Records for this task:
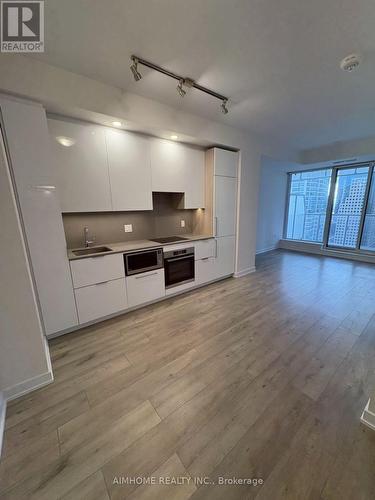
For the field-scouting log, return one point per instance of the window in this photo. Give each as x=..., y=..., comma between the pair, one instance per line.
x=308, y=198
x=333, y=206
x=368, y=235
x=347, y=207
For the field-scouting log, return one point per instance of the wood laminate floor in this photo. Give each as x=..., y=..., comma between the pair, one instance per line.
x=261, y=377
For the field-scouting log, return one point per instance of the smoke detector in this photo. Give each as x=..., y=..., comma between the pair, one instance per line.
x=350, y=63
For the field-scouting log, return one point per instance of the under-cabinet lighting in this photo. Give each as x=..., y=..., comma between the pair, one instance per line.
x=65, y=141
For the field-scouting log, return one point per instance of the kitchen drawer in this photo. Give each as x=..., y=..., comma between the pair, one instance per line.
x=206, y=270
x=101, y=299
x=204, y=249
x=145, y=287
x=93, y=270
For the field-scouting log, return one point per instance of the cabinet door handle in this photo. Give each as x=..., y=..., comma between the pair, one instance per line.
x=145, y=276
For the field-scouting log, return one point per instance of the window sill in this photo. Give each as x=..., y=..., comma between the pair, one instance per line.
x=317, y=249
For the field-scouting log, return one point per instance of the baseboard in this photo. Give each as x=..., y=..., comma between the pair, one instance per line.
x=269, y=249
x=368, y=418
x=28, y=385
x=316, y=249
x=3, y=407
x=244, y=272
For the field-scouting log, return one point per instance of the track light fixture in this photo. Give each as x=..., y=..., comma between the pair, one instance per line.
x=180, y=88
x=134, y=69
x=223, y=106
x=183, y=82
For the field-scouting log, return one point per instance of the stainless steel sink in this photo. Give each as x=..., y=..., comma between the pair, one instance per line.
x=91, y=251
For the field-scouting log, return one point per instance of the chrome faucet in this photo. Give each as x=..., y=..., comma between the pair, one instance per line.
x=86, y=236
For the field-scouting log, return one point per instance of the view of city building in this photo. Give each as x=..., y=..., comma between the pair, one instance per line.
x=307, y=210
x=308, y=200
x=347, y=207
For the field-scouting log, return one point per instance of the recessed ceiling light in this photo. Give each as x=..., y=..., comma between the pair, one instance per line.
x=351, y=62
x=65, y=141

Prompt: The records above should be retyped in full and exactly; omit the pictures.

Task solution:
For the field-scouting log, return one point per instance of the window in this photo. Give each as x=..., y=..., comma between the pair, one instance per line.
x=308, y=198
x=333, y=206
x=368, y=235
x=347, y=207
For the field-scouting log, return one point per instance of the wood laminate floor in this photo. Give each as x=..., y=..., comma between the pair, one instance per line.
x=261, y=377
For the field-scouting log, return one point per instance of the smoke detector in this photo. Give each as x=..., y=..., comma between the pair, one instance per line.
x=350, y=63
For the field-scouting log, return one point per instance of the under-cabinet lighting in this photo. Give each as x=..., y=..., comma between the pair, one instance per line.
x=65, y=141
For the field-scouting log, return one point per instance of the kitchen drawer in this photo. Give each as x=..., y=..., comma between the pair, one instance per line.
x=206, y=270
x=101, y=299
x=204, y=249
x=145, y=287
x=93, y=270
For the field-scouting log, return one point per instance of the cabinet door handle in this photo. Give each as x=..., y=..., comma between the pair, one instance per line.
x=145, y=276
For the field-scouting log, return one point per instance of the window sill in this photo. Give each as x=..., y=..., comma between the pair, one instance per line.
x=317, y=249
For the field-scouting log, return one point per instance of the baseboard in this photo. Give each as x=..., y=..., comma between the pair, one instance per line.
x=269, y=249
x=368, y=418
x=28, y=385
x=316, y=249
x=3, y=407
x=244, y=272
For the field-scouting log, return one point per instance of the track light fixture in this photo. Give each as x=..., y=..., comma between the pair, one instance per line.
x=180, y=88
x=134, y=69
x=223, y=106
x=183, y=82
For the field-scouting log, return one point per instance of the stainless steel sink in this photo. Give each as x=..., y=..., comma between the pair, one instance per line.
x=91, y=251
For the field-scouting log, return one point per instance of the chrome faucet in this photo. Give each as x=..., y=..., comma between the pair, one instance per line.
x=86, y=236
For the field-scouting log, return one point per instance of the view of city building in this photo. Give each as x=..., y=..., comma between the pair, one instance per line.
x=307, y=210
x=308, y=200
x=347, y=207
For the field-scouting log, return one point per instance of the recessed ceiling light in this photo. Give each as x=..., y=..., comma between the pair, one instance per line.
x=351, y=62
x=65, y=141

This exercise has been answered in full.